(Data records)
>> begin
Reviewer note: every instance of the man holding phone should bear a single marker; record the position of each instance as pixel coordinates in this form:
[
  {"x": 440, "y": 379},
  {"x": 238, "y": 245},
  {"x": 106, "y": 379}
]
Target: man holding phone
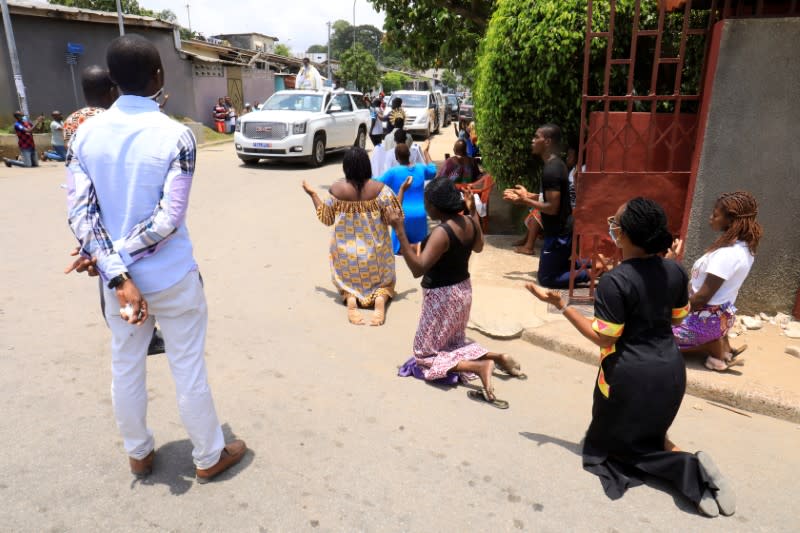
>> end
- [Direction]: Edit the records above so that every occurrence of "man holding phone" becomes "person holding phone" and nothing else changes, leaving the pictures out of your answer.

- [Task result]:
Reviewer note: every instance of the person holding phone should bear a single marker; record the position of each instance as pixel coordinates in this form:
[
  {"x": 440, "y": 379},
  {"x": 238, "y": 245},
  {"x": 106, "y": 379}
]
Target: person holding phone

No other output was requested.